Although initially starting up any project will be somewhat slow due to figuring out workflows, I believe that we are making steady progress and I think that we are on schedule. Next week I would like to make progress on working on getting the data from the CPU on the board to the FPGA.

Alice’s Status Report – 02/05/2022

This week I did some benchmarking on the different chunks of the fluid simulation algorithm (implemented in the existing Scotty3D codebase). They are as followed:

Some notable observations I made this week:

  • gradWspiky and WPoly6 (see the paper) are distinct compute kernels which are used in both “Get Newton’s Method Scaling Factor” and “Particle Position Correction”.
  • The particle data structure is currently an unordered map of indices to a vector of Particle objects that gets reconstructed after every position update. This means that neighbor searching is essentially an O(1) operation, since the index is predetermined and the search can be confined to a 9×9 cube around the spatial voxel in question.
    • I think a new data structure (hash grid) like the paper would be more efficient, so I will potentially be working on this in the next week.

A lot of work this week was done for the neural rendering project that we had previously, so this status update does not reflect 12 hours of work for this new fluid simulation project. On the other hand, though this means we are *technically* somewhat behind since we recently pivoted from neural rendering to fluid simulation acceleration, I personally am feeling confident about our project since I am quite familiar with the current codebase and the paper, and the code has already been tested and run on an ARM chip (Jeremy’s Macbook with an M1 processor).

In the next week I hope to make a diagram on what data structures are important and how the algorithm updates each of them (i.e. scene object BVH, vector of total particles, vector of scaling factors, etc.). I also hope to start work on redesigning the UI to be more user-friendly and work with Ziyi & Jeremy on figuring out how to get OpenGL working on an FPGA, and also looking at the code to see what changes can be made in the software to make it easier to port over to the FPGA.

--- Exercise inputs ---
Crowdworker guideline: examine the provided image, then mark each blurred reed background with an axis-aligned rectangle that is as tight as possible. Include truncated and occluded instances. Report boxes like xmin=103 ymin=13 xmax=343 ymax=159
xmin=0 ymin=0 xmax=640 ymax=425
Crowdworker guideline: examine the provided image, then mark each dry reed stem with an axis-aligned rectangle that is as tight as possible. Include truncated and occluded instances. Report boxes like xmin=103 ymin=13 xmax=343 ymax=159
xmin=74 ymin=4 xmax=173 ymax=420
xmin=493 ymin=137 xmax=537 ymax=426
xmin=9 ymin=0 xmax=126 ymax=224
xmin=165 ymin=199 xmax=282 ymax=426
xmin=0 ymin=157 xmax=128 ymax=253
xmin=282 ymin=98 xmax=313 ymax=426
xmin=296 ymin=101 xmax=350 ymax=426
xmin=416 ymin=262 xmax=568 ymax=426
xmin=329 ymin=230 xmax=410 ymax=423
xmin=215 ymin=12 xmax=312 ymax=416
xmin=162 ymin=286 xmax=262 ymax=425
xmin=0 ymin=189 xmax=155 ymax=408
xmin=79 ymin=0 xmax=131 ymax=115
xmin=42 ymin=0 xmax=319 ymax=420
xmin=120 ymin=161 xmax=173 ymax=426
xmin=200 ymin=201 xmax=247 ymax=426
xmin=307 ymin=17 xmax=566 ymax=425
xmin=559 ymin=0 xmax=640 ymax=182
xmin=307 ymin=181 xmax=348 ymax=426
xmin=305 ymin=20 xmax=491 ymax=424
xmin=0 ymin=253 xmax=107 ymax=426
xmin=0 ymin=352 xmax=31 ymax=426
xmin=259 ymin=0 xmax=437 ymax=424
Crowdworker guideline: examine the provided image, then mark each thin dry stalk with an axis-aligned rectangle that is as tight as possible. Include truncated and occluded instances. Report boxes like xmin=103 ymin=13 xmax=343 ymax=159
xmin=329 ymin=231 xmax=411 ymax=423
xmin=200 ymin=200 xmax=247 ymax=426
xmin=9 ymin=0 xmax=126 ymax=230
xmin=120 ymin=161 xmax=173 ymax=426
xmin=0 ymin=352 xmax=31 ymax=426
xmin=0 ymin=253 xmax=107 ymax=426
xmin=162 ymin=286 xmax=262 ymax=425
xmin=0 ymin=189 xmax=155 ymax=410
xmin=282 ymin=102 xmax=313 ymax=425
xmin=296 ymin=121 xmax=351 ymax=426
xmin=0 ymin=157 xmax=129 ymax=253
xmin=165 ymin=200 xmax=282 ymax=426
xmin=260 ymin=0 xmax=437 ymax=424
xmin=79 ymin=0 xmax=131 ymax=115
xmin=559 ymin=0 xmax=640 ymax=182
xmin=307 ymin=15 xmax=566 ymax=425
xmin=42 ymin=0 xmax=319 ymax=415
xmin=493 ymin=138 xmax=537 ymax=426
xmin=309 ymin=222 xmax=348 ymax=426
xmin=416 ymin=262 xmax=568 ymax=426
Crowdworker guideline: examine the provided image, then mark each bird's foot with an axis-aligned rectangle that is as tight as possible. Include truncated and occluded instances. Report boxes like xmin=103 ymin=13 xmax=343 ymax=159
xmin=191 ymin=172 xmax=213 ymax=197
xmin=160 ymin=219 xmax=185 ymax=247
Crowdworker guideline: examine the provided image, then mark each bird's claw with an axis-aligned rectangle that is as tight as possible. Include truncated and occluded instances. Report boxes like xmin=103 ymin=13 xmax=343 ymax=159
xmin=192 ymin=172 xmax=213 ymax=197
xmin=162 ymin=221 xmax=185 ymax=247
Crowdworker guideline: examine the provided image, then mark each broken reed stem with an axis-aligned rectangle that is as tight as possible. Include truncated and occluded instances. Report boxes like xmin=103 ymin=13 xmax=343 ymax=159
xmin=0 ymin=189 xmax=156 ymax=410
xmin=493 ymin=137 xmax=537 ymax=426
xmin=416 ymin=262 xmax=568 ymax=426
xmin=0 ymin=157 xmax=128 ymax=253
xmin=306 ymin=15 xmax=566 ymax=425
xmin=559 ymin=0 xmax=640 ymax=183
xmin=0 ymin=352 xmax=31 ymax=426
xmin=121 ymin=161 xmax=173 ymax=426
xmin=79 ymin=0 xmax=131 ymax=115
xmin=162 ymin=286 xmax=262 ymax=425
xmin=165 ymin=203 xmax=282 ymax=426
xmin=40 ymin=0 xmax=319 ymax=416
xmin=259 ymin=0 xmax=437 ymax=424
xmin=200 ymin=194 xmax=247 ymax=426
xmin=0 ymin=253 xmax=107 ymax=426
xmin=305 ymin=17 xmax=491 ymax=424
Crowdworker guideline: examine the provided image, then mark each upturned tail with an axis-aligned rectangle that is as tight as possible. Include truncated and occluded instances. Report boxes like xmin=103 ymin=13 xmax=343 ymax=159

--- Set of tasks ---
(1) Answer these questions about the fluid simulation status report.
(a) In which codebase is the existing fluid simulation algorithm implemented?
(b) What data structure does the report suggest would be more efficient than the current one?
(c) On what kind of chip has the code already been tested and run?
(2) In the listing, rename "claw" to "talon" starting with the line with "each bird's claw" and going on through the line with "xmin=192 ymin=172 xmax=213 ymax=197". Change nothing else, and return only those lines.
The listing bears no relation to the status report.

--- Answers to the problems ---
(1)
(a) Scotty3D
(b) A hash grid
(c) An ARM chip (Jeremy's Macbook with an M1 processor)

(2)
Crowdworker guideline: examine the provided image, then mark each bird's talon with an axis-aligned rectangle that is as tight as possible. Include truncated and occluded instances. Report boxes like xmin=103 ymin=13 xmax=343 ymax=159
xmin=192 ymin=172 xmax=213 ymax=197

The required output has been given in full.